RY 's Blog

## YOLO - From Configuration File to Convolutional Layers

2019-05-08

Let’s firstly see how Darknet construct a neural network. See at detector.c test_detector function, it construct a network by parsing the xxx.cfg file and xxx.weights file. In my case, they are yolo3-tiny.cfg and yolo3-tiny.weights

I am trying to understand Darknet source code that implements YOLO algorithm. First, I run the detector.

## Parse the argumenets

In main function, it goes to function test_detector according to the first argumentdetect.

Here is the architecture of neural network defined by yolov3-tiny.cfg

Now, let’s see how Darknet construct a nerual network. See detector.c test_detector function, it construct a network by parsing the xxx.cfg file and xxx.weights file. In my case, they are yolo3-tiny.cfg and yolo3-tiny.weights

## Parse the configuration file

### Sections in the file

The code to parse the yolo.cfg file is here:

for exmaple:

#### [net]

In section ‘[net]’, batch=1 is a option stored in kvp(option_list.c line 70) structure. Its key is batch, value is 1. Then this kvp object will be inserted into a node list (see it at option_list.c line76 & list.c line 40).

*Information shown*.

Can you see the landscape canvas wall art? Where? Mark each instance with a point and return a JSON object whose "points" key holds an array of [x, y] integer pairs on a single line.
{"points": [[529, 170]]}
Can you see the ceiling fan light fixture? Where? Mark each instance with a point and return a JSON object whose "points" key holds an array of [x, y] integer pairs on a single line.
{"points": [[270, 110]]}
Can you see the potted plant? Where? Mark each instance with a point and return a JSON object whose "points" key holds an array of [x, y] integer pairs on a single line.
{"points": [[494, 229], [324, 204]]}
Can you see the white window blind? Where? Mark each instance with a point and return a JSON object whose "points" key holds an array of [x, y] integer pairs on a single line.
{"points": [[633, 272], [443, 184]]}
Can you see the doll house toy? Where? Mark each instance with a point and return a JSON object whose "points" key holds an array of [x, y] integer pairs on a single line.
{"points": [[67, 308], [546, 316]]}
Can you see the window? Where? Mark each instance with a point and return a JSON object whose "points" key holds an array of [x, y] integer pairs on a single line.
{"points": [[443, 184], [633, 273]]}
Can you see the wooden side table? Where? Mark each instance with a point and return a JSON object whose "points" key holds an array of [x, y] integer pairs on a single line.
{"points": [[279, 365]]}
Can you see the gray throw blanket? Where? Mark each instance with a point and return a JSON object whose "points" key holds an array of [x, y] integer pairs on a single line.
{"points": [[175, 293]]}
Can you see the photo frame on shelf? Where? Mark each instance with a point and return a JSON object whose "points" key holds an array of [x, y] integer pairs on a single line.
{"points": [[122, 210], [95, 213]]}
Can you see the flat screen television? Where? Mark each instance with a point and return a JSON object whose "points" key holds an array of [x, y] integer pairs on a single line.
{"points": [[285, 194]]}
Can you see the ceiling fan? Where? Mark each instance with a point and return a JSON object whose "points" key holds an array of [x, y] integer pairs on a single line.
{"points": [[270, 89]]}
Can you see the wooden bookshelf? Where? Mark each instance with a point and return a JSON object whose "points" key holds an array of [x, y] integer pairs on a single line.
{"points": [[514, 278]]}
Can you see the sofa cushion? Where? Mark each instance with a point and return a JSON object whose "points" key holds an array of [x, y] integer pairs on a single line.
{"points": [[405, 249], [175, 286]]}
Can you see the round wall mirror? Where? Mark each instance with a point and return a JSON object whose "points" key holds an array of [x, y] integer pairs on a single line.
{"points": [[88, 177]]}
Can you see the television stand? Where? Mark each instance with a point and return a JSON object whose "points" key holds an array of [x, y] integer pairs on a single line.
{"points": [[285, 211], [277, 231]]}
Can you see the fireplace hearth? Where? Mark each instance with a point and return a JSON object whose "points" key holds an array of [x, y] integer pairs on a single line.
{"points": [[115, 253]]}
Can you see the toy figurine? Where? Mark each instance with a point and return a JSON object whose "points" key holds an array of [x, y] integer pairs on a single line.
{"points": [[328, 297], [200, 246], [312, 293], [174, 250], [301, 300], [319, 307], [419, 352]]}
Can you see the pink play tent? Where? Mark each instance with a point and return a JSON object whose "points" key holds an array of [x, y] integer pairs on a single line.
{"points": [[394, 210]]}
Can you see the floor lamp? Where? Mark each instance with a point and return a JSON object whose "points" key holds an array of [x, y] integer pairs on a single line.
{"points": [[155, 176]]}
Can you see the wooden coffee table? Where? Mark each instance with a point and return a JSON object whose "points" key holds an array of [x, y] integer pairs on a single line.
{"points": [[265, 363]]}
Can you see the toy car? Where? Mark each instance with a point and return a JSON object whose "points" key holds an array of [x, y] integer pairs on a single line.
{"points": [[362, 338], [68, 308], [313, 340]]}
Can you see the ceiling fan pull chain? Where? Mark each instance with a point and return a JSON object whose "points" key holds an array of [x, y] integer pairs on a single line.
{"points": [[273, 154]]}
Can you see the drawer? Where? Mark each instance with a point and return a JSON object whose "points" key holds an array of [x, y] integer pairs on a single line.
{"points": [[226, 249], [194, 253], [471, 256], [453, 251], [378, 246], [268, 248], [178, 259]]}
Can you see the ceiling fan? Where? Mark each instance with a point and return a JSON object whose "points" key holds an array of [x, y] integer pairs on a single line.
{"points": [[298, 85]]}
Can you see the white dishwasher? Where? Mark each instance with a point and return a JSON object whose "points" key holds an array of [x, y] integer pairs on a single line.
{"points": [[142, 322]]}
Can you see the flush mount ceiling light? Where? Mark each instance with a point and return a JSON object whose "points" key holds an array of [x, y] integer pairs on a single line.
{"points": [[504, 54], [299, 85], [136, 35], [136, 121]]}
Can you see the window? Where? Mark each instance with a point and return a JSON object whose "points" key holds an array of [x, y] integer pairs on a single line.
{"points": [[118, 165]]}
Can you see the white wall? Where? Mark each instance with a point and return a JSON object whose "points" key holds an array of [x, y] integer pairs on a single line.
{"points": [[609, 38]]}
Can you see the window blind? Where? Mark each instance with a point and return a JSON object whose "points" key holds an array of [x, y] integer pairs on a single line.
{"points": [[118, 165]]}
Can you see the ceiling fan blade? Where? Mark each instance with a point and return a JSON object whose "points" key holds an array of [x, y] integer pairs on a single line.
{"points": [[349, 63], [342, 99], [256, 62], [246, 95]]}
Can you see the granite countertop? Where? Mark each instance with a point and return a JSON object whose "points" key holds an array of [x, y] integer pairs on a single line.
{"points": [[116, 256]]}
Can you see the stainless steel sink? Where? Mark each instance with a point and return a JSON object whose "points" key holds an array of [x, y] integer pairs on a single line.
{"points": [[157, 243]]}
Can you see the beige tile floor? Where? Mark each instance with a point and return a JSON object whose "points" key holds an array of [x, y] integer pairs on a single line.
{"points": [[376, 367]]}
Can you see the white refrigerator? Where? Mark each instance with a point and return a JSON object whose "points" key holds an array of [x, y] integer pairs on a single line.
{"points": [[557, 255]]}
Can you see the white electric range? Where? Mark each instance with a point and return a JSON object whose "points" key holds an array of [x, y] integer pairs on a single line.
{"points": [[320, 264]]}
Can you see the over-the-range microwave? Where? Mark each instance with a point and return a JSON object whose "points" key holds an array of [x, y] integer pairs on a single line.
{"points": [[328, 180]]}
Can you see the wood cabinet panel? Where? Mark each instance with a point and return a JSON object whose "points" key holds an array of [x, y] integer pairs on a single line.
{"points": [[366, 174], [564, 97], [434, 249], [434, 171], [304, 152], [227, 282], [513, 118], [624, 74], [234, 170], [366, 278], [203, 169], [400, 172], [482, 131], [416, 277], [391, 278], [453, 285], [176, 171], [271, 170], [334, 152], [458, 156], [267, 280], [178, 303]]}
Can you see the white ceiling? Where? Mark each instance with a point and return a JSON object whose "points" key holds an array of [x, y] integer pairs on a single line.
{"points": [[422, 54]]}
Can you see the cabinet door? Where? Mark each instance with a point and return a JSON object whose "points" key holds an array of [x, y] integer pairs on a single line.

*The task*. Copy out word for word the part of the Darknet blog post that opens with the words containing "### Sections in" and closes with "list.c line 40).". The material has nothing to do with the Darknet blog post.

*Answer to this problem*.
### Sections in the file

The code to parse the yolo.cfg file is here:

for exmaple:

#### [net]

In section ‘[net]’, batch=1 is a option stored in kvp(option_list.c line 70) structure. Its key is batch, value is 1. Then this kvp object will be inserted into a node list (see it at option_list.c line76 & list.c line 40).